MOZART: Requiem K626 with conclusion by SIGISMUND NEUKOMM – Hjordis Thébault/Gemma Coma-Alabert/Simon Edwards/Alain Buet/Kantorei Saarlouis/Le Grande Ecurie et la Chambre du Roy/ Jean-Claude Malgoire – K617

by | Jun 1, 2006 | Classical CD Reviews | 0 comments

MOZART: Requiem K626, with conclusion by SIGISMUND NEUKOMM –  Hjordis Thébault/Gemma Coma-Alabert/Simon Edwards/Alain Buet/Kantorei Saarlouis/Le Grande Ecurie et la Chambre du Roy/ Jean-Claude Malgoire – K617 (Distr. Harmonia mundi) K617180, 51:09 ****:

Even though Süssmayr and Eybler completed Mozart’s great unfinished sacred work just after the composer’s death, it remained not really finished, with an inconclusive conclusion.  The Libera Me section is what was needed to successfully round off this monumental work. In Rio de Janario in 1819 composer Sigismund Neukomm had the temerity to tackle this task, and his final Libera Me is here presented on recordings for the very first time. Conductor Jean-Claude Malgoire has conducted the Requiem over one hundred times, and he has long been bothered by the lack of a proper ending. He found that making Neukomm’s Libera Me the conclusion of the work provided an entirely new perspective on the whole Requiem, so what we have here is not just a tacked-on imitation but a new way of looking at this deeply-moving religious work.

Neukomm was born in Salzburg in 1778, in a house directly across the street from Mozart’s house. Michael Haydn, also a close friend of Mozart, had the strongest influence on Neukomm’s musical training. The catalog of Neukomm’s works tops the 1300 number, and one of them was a Requiem in C Minor which was performed in Paris. Neukomm was as much of a traveler as Mozart, and in 1816 traveled to Rio, not on a musical journey, but accompanying the Count of Luxembourg on a diplomatic mission. On his arrival he met the most renowned musician there, Nunes Garcia, and they later planned a performance of the Mozart Requiem as a tribute to musicians who had died during the year.  Neukomm is thought to have composed his Libera Me for that performance, which took place in 1821.

+++

--- What you need to do ---
According to the Requiem review, in what year did Neukomm travel to Rio? The material that comes next isn't needed for anything here.

Saved data entries:

+++

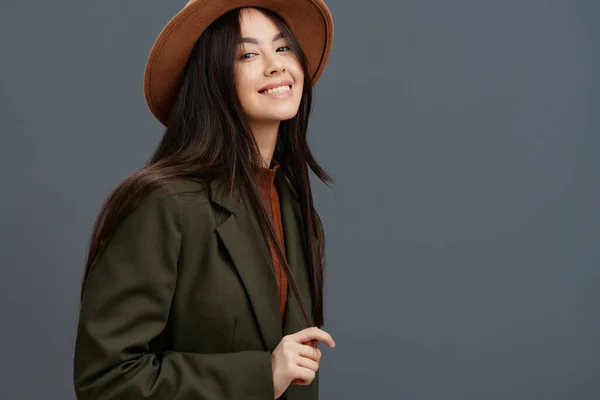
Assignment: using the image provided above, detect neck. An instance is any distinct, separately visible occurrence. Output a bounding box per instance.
[250,121,279,168]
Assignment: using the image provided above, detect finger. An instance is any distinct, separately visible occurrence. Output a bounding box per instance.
[292,366,316,385]
[292,326,335,348]
[296,357,319,372]
[298,344,322,362]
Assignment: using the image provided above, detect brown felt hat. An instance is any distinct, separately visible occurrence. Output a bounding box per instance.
[144,0,333,126]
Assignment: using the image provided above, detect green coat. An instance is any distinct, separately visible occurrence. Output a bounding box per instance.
[74,172,318,400]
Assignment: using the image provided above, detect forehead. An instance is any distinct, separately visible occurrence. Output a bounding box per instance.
[240,8,279,40]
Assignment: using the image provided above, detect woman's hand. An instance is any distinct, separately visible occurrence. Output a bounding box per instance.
[271,327,335,399]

+++

--- Your solution ---
1816